=== Prompt ===
Reproduce every line of the material below word for word, changing nothing.

====

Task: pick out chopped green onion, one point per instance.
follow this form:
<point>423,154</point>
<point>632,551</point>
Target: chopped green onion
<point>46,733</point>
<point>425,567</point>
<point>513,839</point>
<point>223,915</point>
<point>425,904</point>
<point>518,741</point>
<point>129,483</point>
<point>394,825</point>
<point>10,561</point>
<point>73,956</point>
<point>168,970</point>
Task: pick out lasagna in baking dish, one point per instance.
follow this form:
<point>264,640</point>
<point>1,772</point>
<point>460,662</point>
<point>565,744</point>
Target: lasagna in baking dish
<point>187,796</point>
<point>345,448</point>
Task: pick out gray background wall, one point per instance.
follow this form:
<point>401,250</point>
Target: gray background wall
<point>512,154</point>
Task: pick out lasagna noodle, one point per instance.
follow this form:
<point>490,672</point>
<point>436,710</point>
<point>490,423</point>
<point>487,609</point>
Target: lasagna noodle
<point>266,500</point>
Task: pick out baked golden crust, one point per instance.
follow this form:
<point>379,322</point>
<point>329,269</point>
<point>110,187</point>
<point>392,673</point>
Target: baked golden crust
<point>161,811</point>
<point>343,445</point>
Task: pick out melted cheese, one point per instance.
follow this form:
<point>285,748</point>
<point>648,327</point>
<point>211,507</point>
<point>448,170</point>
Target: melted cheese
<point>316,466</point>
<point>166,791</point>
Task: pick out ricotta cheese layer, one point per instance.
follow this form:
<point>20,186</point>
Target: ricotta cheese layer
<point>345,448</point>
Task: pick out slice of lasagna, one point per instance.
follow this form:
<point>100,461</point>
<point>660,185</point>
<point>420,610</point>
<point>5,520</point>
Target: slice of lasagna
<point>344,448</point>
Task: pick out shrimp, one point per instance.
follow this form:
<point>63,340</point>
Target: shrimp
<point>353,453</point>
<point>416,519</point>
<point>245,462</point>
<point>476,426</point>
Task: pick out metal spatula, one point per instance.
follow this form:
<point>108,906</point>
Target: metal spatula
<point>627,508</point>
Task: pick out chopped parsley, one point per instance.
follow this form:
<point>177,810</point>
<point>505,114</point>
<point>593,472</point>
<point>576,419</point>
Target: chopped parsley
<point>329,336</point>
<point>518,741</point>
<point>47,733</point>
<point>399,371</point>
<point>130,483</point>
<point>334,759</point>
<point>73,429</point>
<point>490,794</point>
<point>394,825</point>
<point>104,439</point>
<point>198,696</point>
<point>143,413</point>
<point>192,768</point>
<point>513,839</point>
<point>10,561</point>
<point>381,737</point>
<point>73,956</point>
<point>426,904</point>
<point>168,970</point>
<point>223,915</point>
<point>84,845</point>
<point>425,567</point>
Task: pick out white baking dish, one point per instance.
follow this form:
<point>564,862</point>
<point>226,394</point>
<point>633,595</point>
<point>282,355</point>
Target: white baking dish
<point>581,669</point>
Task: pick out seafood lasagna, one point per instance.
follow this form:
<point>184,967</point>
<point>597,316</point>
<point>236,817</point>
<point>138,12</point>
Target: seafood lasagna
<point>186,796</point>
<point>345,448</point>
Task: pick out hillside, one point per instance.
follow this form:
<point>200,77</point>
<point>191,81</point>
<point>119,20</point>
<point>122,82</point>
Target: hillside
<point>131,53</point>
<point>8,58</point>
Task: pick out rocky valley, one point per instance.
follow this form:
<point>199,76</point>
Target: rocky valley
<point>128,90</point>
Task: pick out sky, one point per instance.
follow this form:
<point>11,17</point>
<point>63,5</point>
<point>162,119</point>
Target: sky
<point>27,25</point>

====

=== The answer ===
Task: pick out chopped green onion, one point per instance.
follow this form:
<point>423,154</point>
<point>632,551</point>
Target: chopped green onion
<point>46,733</point>
<point>425,567</point>
<point>513,839</point>
<point>223,915</point>
<point>425,904</point>
<point>518,741</point>
<point>129,483</point>
<point>394,825</point>
<point>10,561</point>
<point>73,956</point>
<point>168,970</point>
Task: pick out lasagna in baking dish, one point per instance.
follow this form:
<point>264,640</point>
<point>1,772</point>
<point>460,662</point>
<point>565,744</point>
Target: lasagna in baking dish
<point>187,796</point>
<point>345,448</point>
Task: pick out gray background wall, one point per instance.
follow this form:
<point>401,250</point>
Target: gray background wall
<point>512,154</point>
Task: pick out lasagna noodle, one point per instance.
follow this form:
<point>490,672</point>
<point>436,710</point>
<point>490,423</point>
<point>487,609</point>
Target: lasagna noodle
<point>266,500</point>
Task: pick out baked golden crust, one point per instance.
follow this form:
<point>379,322</point>
<point>329,269</point>
<point>110,187</point>
<point>392,673</point>
Target: baked golden crust
<point>161,811</point>
<point>343,445</point>
Task: pick out melted cheese, one point per instance.
follow this form:
<point>285,748</point>
<point>648,327</point>
<point>211,507</point>
<point>448,170</point>
Target: melted cheese
<point>316,466</point>
<point>166,791</point>
Task: pick out ricotta cheese layer, one point per instance.
follow this form:
<point>20,186</point>
Target: ricotta cheese layer
<point>345,448</point>
Task: pick out slice of lasagna, one point per instance.
follow this form:
<point>100,461</point>
<point>660,185</point>
<point>420,610</point>
<point>5,520</point>
Target: slice of lasagna
<point>344,448</point>
Task: pick out shrimp, one point per instance.
follow this form:
<point>63,340</point>
Target: shrimp
<point>353,453</point>
<point>416,519</point>
<point>245,462</point>
<point>476,426</point>
Task: pick out metal spatula, one point per instance.
follow this form:
<point>108,906</point>
Target: metal spatula
<point>627,508</point>
Task: pick out chopped parsley, one point per instance.
follow this form:
<point>177,810</point>
<point>505,114</point>
<point>593,472</point>
<point>576,419</point>
Target: chopped parsley
<point>329,336</point>
<point>518,741</point>
<point>47,733</point>
<point>399,371</point>
<point>130,483</point>
<point>334,759</point>
<point>73,429</point>
<point>490,794</point>
<point>394,825</point>
<point>104,439</point>
<point>198,696</point>
<point>143,413</point>
<point>192,768</point>
<point>513,839</point>
<point>10,561</point>
<point>381,737</point>
<point>73,956</point>
<point>426,904</point>
<point>168,970</point>
<point>223,915</point>
<point>84,845</point>
<point>425,567</point>
Task: pick out white baking dish, one point per instance.
follow this form:
<point>564,862</point>
<point>226,394</point>
<point>633,595</point>
<point>282,355</point>
Target: white baking dish
<point>581,669</point>
Task: pick out seafood lasagna, one point per instance.
follow this form:
<point>184,967</point>
<point>597,316</point>
<point>236,817</point>
<point>138,12</point>
Target: seafood lasagna
<point>186,796</point>
<point>345,448</point>
Task: pick out hillside, one point per instance.
follow this form:
<point>200,77</point>
<point>191,81</point>
<point>119,20</point>
<point>122,82</point>
Target: hillside
<point>131,53</point>
<point>8,58</point>
Task: pick out rocky valley, one point per instance.
follow this form:
<point>199,76</point>
Target: rocky valley
<point>128,90</point>
Task: pick out sky, one point per instance.
follow this form:
<point>11,17</point>
<point>63,5</point>
<point>162,119</point>
Target: sky
<point>27,25</point>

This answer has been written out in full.